■ WHAT TO PRODUCE:
From the first line of the listing below through the line with "247L537 255L613 268L539", transcribe exactly and skip the pictures.

● ● ●

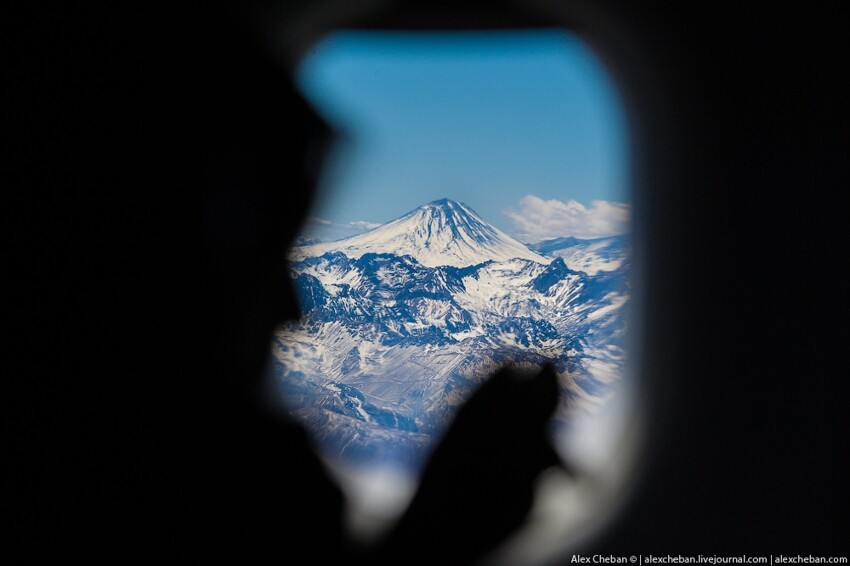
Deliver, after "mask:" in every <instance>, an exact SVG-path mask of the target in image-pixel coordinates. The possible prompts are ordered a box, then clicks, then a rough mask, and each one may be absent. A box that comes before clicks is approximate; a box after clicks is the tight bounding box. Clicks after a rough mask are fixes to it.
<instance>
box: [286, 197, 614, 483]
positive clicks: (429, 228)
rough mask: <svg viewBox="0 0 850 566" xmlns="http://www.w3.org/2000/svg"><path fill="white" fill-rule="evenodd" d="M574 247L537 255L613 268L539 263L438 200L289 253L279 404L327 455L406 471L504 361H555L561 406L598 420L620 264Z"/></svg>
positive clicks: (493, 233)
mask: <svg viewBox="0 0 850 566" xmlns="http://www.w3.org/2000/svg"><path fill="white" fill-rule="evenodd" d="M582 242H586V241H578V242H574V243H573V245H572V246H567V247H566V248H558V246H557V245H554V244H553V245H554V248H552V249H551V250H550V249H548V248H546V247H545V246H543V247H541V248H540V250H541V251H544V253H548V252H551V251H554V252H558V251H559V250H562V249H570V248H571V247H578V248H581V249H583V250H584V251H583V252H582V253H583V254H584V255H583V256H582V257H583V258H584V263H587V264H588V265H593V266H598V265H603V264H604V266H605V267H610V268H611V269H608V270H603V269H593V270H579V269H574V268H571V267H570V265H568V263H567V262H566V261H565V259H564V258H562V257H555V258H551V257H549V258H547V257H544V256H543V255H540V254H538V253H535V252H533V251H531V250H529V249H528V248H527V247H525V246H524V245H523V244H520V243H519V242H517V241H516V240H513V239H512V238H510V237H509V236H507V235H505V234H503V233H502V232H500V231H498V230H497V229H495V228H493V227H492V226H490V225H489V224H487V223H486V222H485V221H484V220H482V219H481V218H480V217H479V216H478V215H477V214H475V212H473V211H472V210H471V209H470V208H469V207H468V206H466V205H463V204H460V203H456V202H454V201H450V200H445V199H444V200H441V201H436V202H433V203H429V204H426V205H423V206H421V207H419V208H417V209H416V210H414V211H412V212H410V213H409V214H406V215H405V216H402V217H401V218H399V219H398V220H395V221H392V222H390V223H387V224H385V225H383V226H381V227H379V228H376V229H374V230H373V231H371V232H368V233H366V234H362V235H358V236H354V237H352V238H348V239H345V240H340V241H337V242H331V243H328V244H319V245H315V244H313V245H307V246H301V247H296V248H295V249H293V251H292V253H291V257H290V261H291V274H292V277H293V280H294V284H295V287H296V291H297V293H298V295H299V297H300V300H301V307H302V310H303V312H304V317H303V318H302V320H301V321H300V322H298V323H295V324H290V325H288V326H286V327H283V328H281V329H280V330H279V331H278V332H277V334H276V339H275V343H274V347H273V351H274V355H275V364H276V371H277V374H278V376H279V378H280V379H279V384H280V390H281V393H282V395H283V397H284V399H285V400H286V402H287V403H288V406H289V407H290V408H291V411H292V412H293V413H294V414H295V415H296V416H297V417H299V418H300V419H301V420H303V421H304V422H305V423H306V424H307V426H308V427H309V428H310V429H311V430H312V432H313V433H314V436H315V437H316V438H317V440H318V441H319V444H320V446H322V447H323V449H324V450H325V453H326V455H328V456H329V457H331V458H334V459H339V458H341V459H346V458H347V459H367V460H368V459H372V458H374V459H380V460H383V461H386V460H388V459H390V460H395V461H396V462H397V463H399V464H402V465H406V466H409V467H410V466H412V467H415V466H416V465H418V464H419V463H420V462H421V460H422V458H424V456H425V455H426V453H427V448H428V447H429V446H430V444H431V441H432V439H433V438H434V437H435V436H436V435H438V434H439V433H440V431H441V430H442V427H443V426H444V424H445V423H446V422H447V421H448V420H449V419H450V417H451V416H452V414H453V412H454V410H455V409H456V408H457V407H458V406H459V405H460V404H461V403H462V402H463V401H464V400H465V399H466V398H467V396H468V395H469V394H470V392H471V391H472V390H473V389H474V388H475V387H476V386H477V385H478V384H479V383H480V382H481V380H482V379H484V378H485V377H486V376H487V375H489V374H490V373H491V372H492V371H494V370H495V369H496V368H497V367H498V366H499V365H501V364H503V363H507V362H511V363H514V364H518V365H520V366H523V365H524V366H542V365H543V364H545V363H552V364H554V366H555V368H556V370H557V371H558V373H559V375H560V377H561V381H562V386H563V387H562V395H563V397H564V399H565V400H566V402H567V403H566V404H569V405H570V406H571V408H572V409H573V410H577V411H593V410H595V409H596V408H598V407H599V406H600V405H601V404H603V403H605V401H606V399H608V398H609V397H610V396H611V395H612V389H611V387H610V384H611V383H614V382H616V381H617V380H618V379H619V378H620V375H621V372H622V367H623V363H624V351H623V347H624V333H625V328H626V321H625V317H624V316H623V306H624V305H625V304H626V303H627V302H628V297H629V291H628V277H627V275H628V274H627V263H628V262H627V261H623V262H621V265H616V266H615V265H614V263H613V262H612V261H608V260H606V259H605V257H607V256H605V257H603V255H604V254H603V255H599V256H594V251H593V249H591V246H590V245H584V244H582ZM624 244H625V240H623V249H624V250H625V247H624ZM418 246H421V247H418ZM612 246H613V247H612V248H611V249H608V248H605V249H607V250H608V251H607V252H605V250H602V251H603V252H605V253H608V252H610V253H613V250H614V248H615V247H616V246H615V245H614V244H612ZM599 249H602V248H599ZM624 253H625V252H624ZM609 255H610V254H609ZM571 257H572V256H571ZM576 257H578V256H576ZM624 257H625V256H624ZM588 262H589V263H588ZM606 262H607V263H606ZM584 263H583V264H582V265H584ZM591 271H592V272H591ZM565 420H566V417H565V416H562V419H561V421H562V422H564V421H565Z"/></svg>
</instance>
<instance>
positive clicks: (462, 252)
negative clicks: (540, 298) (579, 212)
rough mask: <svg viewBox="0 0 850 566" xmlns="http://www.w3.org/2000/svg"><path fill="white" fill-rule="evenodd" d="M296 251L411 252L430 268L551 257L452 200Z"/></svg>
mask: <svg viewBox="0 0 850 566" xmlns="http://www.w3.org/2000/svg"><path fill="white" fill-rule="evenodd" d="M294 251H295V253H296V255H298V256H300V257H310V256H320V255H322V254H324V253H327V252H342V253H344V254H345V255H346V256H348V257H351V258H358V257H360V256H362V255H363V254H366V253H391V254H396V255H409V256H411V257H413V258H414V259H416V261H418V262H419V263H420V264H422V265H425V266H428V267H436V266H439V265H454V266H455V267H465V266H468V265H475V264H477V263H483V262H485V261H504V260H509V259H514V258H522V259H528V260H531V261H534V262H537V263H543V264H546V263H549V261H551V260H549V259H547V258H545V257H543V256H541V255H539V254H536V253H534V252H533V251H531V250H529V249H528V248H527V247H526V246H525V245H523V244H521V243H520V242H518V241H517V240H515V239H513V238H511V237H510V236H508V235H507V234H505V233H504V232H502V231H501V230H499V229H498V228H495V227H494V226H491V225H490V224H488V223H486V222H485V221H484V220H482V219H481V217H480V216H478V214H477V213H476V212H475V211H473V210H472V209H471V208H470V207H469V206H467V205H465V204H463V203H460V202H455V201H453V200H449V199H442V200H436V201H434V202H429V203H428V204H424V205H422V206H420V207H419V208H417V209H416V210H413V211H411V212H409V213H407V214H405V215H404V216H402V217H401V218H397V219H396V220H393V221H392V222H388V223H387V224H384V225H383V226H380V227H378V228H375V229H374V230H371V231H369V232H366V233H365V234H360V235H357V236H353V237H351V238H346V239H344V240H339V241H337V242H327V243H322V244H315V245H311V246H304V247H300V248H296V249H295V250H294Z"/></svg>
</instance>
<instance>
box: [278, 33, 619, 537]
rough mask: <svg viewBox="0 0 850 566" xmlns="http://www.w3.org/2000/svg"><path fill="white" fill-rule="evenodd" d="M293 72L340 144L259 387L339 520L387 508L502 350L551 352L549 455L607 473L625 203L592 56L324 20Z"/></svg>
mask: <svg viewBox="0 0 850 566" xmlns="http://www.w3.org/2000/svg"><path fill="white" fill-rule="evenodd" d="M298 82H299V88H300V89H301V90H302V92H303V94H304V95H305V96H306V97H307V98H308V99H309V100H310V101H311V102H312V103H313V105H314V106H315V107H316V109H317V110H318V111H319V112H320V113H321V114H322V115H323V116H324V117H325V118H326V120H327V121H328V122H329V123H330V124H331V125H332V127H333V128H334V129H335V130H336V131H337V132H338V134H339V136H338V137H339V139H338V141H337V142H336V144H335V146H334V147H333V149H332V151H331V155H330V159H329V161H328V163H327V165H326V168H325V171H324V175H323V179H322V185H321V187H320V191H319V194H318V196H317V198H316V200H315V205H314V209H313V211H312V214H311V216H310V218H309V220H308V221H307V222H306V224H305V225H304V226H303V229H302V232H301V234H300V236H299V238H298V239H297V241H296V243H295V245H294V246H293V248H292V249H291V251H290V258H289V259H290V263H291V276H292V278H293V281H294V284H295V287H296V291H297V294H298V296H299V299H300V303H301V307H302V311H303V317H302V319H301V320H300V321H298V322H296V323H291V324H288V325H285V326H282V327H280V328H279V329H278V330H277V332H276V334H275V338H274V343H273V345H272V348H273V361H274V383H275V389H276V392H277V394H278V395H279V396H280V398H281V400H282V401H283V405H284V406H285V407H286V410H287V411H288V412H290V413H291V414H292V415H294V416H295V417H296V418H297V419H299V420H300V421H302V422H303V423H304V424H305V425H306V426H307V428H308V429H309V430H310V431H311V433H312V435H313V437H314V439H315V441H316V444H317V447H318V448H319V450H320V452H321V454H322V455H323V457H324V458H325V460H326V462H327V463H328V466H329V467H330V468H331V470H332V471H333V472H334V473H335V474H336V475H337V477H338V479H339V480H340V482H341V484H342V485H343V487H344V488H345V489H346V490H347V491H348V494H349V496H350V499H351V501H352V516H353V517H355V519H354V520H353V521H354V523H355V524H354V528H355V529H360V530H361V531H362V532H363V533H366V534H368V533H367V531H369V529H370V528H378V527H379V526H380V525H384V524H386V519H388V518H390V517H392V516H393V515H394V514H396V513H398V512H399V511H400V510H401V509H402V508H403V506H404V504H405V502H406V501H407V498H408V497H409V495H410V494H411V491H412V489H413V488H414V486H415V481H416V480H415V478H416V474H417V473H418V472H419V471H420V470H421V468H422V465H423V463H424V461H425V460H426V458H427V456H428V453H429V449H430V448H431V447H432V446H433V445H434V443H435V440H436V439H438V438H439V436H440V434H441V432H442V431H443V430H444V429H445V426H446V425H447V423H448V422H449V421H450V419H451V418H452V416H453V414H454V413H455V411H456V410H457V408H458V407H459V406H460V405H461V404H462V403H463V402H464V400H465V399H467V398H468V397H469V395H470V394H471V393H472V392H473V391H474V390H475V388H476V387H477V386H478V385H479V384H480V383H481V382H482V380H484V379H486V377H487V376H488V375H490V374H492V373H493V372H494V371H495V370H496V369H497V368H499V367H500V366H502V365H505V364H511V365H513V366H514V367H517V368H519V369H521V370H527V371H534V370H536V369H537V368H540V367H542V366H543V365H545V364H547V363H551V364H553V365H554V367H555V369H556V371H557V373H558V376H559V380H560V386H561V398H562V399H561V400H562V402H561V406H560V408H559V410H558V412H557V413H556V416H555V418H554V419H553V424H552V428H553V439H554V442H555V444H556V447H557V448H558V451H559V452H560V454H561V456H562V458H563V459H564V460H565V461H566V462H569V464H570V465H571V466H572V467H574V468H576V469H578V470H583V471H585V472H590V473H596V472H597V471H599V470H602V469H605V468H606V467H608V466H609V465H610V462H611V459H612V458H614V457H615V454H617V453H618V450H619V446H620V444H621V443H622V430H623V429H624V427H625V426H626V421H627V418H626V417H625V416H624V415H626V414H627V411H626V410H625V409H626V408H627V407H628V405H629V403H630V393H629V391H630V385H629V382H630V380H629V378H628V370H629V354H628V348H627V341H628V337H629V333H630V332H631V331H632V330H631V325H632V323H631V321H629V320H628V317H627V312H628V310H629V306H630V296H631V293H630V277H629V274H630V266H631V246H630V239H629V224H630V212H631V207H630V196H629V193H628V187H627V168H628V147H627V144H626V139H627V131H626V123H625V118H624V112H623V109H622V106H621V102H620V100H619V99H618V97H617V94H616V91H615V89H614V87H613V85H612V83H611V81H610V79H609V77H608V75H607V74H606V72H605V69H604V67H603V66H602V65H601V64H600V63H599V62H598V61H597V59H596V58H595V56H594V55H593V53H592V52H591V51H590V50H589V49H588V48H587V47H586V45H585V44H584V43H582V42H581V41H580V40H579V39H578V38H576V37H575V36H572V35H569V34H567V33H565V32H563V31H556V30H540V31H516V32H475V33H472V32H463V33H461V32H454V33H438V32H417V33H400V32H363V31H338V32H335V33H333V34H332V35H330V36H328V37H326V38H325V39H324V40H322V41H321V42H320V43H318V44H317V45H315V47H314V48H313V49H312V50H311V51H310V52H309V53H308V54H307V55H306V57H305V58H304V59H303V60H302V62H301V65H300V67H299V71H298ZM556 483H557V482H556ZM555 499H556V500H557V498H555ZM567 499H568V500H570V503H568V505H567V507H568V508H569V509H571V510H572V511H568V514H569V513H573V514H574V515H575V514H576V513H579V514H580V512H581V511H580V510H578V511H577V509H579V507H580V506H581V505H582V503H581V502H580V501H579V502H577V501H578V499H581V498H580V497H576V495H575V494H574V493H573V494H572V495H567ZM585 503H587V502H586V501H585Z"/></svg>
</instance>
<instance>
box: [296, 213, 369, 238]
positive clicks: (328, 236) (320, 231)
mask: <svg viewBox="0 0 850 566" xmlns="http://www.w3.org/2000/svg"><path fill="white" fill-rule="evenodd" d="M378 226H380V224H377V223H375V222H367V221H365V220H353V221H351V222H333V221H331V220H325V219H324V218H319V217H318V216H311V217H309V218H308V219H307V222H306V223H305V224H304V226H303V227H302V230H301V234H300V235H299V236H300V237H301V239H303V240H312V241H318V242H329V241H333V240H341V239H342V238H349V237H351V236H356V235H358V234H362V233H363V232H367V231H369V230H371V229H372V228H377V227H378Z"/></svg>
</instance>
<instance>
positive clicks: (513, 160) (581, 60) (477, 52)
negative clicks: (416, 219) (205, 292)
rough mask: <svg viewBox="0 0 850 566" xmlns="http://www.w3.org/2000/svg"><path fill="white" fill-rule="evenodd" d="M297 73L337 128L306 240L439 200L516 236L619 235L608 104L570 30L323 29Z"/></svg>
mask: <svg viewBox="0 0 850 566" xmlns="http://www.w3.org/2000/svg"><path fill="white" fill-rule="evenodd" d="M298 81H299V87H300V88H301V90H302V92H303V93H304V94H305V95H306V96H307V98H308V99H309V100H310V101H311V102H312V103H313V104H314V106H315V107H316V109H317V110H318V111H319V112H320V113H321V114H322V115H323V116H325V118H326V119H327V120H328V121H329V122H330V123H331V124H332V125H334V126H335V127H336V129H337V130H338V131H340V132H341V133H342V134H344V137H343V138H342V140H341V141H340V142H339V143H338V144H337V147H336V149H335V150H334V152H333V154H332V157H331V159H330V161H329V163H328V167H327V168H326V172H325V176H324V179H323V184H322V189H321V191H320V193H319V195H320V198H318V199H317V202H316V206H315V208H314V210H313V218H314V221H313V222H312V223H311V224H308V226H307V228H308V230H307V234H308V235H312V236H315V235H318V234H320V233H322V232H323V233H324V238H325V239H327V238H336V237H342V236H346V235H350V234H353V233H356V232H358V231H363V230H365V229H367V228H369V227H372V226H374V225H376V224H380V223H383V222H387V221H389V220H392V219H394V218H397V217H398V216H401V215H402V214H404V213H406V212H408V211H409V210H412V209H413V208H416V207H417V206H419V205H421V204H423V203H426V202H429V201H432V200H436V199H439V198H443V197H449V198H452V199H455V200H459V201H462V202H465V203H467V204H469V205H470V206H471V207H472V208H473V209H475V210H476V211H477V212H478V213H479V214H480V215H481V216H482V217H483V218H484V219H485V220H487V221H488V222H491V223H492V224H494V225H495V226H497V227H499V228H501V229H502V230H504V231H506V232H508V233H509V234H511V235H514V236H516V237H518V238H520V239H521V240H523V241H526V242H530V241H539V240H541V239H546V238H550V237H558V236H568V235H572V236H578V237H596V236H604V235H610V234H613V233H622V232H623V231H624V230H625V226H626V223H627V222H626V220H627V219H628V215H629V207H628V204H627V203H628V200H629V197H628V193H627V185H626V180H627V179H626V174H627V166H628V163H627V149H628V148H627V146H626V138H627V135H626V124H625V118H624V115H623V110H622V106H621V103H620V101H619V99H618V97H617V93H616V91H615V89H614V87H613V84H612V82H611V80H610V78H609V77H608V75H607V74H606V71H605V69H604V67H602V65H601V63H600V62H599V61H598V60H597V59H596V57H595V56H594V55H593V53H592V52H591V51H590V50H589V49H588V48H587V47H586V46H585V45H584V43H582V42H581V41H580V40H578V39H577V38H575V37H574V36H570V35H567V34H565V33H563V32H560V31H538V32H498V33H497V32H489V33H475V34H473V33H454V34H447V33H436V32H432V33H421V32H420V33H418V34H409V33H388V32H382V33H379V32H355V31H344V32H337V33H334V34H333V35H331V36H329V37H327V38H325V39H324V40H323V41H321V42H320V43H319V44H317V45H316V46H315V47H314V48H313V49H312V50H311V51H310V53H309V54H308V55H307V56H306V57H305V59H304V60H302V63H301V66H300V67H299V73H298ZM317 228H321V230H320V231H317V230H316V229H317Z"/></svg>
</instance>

● ● ●

■ WRITTEN ANSWER:
Deliver, after "mask:" in every <instance>, an exact SVG-path mask of the target in image-pixel coordinates. The possible prompts are ordered a box, then clicks, then a rough mask, and each one may be absent. A box that comes before clicks is approximate; a box after clicks is the tight bounding box. Clicks after a rough mask are fixes to it.
<instance>
box: [286, 197, 614, 483]
positive clicks: (429, 228)
rough mask: <svg viewBox="0 0 850 566" xmlns="http://www.w3.org/2000/svg"><path fill="white" fill-rule="evenodd" d="M574 247L537 255L613 268L539 263L438 200L289 253L279 404L327 455L406 471L504 361H555L561 406L598 420L620 264Z"/></svg>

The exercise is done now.